Exercise: Render the material from its first line up to and including the line with "box: [0, 445, 106, 541]" as a Markdown table, with a Row column for the line number and a Text column for the line, and omit any blank lines.

Stored material:
##############################

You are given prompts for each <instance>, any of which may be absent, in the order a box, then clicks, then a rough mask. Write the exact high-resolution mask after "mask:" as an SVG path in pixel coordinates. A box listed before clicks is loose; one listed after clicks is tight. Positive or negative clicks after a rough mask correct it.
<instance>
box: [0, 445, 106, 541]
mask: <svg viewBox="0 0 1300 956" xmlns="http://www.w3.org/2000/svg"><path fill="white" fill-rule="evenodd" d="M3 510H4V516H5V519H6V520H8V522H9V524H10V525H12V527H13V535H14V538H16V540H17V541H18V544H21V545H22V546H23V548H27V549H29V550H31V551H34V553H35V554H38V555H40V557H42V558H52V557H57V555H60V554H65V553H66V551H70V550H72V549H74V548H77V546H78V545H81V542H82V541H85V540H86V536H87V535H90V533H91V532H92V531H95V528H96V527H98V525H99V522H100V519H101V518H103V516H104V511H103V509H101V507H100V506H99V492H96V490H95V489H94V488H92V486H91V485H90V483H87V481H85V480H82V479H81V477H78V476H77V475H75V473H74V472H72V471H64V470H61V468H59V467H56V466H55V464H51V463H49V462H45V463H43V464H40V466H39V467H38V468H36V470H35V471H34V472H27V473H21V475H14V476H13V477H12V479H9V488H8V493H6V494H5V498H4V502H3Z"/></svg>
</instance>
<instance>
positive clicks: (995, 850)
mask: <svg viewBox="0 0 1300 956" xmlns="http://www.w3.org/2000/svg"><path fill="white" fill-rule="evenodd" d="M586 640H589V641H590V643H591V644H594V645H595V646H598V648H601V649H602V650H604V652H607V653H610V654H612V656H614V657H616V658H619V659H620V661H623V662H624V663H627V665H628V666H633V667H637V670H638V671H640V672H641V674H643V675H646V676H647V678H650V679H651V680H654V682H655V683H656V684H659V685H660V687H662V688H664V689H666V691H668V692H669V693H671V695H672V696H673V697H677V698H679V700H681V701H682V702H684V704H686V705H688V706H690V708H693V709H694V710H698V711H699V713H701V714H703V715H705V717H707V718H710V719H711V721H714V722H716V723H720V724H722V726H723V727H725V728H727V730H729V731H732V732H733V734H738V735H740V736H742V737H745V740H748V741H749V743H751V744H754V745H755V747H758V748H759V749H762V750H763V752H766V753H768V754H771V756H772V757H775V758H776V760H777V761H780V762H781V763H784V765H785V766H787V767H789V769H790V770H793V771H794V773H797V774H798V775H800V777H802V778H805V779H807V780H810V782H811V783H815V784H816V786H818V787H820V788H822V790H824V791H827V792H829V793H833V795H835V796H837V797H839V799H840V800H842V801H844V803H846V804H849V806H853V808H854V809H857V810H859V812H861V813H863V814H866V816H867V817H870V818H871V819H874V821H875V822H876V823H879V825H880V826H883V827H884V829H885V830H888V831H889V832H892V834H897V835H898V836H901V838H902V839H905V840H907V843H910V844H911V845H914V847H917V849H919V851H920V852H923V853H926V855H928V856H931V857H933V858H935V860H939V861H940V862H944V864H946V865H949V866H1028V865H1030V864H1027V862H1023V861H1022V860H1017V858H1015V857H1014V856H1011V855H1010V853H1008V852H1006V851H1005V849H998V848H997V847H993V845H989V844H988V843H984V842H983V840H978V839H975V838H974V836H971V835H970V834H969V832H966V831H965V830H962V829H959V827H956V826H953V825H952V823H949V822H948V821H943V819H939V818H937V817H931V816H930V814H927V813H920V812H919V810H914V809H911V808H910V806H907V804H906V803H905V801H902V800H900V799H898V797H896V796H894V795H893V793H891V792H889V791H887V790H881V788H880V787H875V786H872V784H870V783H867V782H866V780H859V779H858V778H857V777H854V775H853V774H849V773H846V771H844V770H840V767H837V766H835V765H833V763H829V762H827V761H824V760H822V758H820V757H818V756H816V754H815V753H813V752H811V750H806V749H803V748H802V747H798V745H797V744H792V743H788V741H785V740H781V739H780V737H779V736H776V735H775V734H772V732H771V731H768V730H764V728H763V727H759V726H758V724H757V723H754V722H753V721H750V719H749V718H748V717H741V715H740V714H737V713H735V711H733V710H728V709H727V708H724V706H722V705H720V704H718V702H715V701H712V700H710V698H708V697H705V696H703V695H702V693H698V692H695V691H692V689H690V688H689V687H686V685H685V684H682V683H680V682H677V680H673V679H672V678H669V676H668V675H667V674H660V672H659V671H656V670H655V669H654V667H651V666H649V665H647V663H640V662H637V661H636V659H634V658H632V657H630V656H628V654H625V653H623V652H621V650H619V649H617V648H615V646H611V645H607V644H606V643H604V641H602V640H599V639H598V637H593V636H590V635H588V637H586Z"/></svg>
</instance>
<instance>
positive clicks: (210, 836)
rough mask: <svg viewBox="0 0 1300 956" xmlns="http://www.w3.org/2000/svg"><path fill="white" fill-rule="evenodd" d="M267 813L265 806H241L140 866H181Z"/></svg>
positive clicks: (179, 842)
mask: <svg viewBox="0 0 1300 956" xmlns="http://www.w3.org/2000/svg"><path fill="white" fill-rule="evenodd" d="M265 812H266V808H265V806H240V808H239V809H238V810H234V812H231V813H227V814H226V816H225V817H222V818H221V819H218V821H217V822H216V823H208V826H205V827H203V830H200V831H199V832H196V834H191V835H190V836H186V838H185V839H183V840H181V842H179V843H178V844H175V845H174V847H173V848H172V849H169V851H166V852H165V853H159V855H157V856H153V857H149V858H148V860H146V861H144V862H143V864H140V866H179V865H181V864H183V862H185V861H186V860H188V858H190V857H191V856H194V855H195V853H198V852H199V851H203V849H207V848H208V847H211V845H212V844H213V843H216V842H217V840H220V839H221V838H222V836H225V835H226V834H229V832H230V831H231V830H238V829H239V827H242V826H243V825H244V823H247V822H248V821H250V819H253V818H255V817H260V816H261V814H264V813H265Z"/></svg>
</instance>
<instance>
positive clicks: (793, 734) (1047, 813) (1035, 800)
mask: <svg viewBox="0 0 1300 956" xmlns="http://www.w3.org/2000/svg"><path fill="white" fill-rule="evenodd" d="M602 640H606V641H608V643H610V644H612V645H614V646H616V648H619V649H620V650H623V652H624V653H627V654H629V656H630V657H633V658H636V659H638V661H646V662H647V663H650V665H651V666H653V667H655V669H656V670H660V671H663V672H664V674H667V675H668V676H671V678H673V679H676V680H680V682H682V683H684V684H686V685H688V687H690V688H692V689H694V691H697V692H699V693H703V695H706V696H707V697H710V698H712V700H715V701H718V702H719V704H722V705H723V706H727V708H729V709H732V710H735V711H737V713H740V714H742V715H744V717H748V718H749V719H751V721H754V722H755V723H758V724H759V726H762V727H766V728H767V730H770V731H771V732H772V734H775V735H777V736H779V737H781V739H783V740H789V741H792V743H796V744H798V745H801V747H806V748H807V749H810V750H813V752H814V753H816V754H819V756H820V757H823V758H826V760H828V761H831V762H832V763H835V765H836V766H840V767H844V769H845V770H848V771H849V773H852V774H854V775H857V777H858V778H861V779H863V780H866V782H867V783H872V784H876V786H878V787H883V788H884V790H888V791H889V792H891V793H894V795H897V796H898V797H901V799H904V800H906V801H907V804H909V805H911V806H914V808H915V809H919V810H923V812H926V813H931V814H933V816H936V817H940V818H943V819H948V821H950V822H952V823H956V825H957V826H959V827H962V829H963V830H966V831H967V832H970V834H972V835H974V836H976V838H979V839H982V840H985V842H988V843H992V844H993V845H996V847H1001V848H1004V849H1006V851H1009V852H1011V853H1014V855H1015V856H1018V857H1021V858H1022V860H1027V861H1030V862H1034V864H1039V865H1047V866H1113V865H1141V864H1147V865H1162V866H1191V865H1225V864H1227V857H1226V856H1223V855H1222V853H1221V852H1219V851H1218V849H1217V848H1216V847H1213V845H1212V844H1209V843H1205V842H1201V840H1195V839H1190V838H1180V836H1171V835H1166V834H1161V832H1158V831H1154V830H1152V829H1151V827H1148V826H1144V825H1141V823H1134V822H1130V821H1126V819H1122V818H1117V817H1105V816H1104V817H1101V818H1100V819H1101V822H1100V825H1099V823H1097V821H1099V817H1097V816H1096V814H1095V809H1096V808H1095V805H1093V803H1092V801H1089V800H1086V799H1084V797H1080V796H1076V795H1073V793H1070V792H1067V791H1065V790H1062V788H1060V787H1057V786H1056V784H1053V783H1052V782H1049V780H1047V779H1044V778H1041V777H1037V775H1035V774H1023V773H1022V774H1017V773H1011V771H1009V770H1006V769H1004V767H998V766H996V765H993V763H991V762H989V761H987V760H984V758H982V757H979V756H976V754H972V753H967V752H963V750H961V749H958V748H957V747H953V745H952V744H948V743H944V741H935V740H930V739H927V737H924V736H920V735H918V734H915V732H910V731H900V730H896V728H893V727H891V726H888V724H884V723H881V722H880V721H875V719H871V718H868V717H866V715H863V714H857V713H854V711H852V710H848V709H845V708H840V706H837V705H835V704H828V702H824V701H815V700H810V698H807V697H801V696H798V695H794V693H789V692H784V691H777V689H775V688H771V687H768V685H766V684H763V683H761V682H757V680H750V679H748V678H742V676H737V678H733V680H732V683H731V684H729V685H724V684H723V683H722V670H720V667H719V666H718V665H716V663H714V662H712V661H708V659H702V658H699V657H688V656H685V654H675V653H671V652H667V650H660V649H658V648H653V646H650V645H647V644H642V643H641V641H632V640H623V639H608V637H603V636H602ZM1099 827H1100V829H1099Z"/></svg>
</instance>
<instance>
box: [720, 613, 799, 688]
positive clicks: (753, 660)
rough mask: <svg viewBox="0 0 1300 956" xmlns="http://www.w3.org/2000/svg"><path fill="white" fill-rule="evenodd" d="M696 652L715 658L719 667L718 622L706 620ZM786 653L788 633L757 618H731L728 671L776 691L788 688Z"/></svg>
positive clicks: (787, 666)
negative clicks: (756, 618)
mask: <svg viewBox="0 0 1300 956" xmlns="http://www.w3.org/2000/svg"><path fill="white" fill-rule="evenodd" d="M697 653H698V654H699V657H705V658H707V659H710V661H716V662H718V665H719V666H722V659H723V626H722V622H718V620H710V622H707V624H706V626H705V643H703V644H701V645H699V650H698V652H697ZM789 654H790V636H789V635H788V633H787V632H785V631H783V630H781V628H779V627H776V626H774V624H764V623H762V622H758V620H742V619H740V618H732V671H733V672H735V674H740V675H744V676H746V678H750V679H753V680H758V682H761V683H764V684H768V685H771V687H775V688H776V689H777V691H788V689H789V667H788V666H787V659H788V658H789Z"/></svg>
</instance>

##############################

Task output:
| Row | Text |
|---|---|
| 1 | You are given prompts for each <instance>, any of which may be absent, in the order a box, then clicks, then a rough mask. Write the exact high-resolution mask after "mask:" as an SVG path in pixel coordinates. A box listed before clicks is loose; one listed after clicks is tight. Positive or negative clicks after a rough mask correct it. |
| 2 | <instance> |
| 3 | box: [0, 445, 106, 541] |